═════ Supplied records

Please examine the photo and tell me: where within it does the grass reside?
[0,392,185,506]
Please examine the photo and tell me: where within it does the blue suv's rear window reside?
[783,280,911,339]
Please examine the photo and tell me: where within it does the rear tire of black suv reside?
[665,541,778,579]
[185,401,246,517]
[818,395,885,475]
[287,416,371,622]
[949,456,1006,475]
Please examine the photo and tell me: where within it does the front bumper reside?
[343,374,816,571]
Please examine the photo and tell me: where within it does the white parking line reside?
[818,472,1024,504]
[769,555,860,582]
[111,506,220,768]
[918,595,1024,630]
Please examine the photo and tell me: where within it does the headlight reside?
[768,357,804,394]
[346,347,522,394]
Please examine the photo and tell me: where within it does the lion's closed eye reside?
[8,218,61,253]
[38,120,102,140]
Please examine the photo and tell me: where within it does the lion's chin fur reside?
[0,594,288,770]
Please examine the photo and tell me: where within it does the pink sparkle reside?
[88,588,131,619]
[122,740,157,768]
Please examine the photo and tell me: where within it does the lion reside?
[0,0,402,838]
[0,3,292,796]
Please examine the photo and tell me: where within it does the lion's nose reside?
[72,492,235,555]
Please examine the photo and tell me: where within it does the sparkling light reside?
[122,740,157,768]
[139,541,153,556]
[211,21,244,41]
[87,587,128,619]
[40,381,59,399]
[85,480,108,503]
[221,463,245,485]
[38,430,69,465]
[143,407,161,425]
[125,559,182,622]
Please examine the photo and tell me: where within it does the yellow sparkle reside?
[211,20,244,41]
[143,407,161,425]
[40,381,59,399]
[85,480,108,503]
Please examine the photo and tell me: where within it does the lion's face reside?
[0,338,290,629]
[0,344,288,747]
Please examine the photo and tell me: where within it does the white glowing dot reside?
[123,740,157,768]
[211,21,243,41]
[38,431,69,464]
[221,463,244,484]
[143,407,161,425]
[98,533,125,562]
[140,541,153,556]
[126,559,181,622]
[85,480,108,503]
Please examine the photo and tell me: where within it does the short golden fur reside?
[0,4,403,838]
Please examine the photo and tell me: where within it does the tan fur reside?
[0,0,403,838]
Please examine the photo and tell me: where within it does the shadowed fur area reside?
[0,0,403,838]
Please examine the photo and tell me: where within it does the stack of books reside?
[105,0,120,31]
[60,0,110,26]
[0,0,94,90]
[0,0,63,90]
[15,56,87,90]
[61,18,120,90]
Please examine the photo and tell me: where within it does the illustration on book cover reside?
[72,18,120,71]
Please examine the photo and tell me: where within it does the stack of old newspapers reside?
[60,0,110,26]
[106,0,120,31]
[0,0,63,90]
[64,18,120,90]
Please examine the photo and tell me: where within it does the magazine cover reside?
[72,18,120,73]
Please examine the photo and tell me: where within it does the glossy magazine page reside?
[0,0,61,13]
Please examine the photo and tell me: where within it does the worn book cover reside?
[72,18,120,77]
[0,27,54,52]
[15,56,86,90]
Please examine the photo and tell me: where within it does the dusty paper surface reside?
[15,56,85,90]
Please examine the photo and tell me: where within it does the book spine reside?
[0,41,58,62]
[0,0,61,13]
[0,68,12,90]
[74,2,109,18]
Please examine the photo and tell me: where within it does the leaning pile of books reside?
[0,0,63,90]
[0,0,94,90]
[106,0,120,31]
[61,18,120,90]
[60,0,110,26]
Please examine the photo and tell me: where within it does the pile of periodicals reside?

══════════

■ Aim ■
Rewrite every row above with "reside" changed to "sit" and everything else left the same.

■ Exercise output ■
Please examine the photo and tell me: where within it does the grass sit?
[0,392,185,506]
Please examine the photo and tell me: where within it does the blue suv's rear window sit?
[783,280,911,339]
Please examine the photo and tell me: where within it does the rear tire of black suv sit?
[665,541,778,579]
[185,401,246,517]
[818,395,885,475]
[287,416,371,622]
[949,456,1006,475]
Please examine the photo and tell me: where within it does the front bumper sit?
[343,374,816,571]
Please examine the photo and tell me: where within it does the white parking line sit?
[818,472,1024,504]
[769,555,860,582]
[111,506,220,768]
[918,595,1024,630]
Please examine the photo and tell me: where within it does the headlight sit?
[768,357,804,394]
[346,347,522,394]
Please examine the photo and tell me: where within it does the lion's closed eye sit?
[8,218,61,253]
[38,120,102,140]
Please examine the photo and tell me: where within it does the lion's chin fur sit?
[0,594,288,770]
Please examine the photo and tell me: where within it does the pink sparkle sit?
[88,588,131,619]
[122,740,157,768]
Please examine the photo and tell me: where within it does the lion sit?
[0,0,402,838]
[0,3,292,796]
Please examine the photo and tell me: where within it does the lion's nose sit?
[72,492,235,555]
Please examine the photo and tell me: where within it does the sparkling light sit?
[122,740,157,768]
[139,541,153,556]
[211,21,244,41]
[87,587,128,619]
[40,381,59,399]
[85,480,108,503]
[221,463,245,485]
[38,430,69,465]
[143,407,161,425]
[125,559,182,622]
Please examine the photo and tell me: where within it does the yellow sparkle sit?
[211,20,244,41]
[143,407,161,425]
[40,381,59,399]
[85,480,108,503]
Please examine the photo and tell me: where within it does the lion's face sit?
[0,338,290,629]
[0,344,288,747]
Please examine the photo and tell me: where within it does the white glowing dot sit?
[123,740,157,768]
[211,21,243,41]
[38,431,69,464]
[221,463,244,484]
[143,407,161,425]
[98,533,125,562]
[140,541,153,556]
[126,559,181,622]
[85,480,108,503]
Please examine the photo and tell me: where within it does the short golden fur sit?
[0,4,403,838]
Please examine the photo and tell me: where within it does the tan fur sit?
[0,0,403,838]
Please examine the photo and tell me: where within it does the shadowed fur area sit?
[0,0,403,838]
Please examine the photo and tell me: where within it does the stack of books sit?
[105,0,120,31]
[60,0,110,26]
[0,0,94,90]
[0,0,63,90]
[15,56,87,90]
[61,18,120,90]
Please examine the photo and tell me: where within it does the illustration on book cover sit?
[72,18,120,71]
Please examine the photo and tell me: where within it does the stack of old newspapers sit?
[60,0,110,26]
[106,0,120,31]
[0,0,63,90]
[64,18,120,90]
Please examine the photo and tell me: where within it does the magazine cover sit?
[72,18,120,73]
Please examine the photo and tell me: where within it does the glossy magazine page sit?
[0,0,61,13]
Please examine the photo and tell me: where within it does the worn book cover sit?
[72,18,120,77]
[0,27,54,52]
[15,56,86,90]
Please examine the photo and tell me: where within it does the dusty paper surface sit?
[15,56,85,90]
Please examine the photo and tell me: where within it does the book spine sit?
[0,41,58,62]
[0,0,61,13]
[0,68,12,90]
[74,2,109,18]
Please examine the photo and tell me: where within it does the leaning pile of books sit?
[0,0,63,90]
[0,0,94,90]
[106,0,120,31]
[61,18,120,90]
[60,0,110,26]
Please examine the photo and tell me: where within it does the pile of periodicals sit?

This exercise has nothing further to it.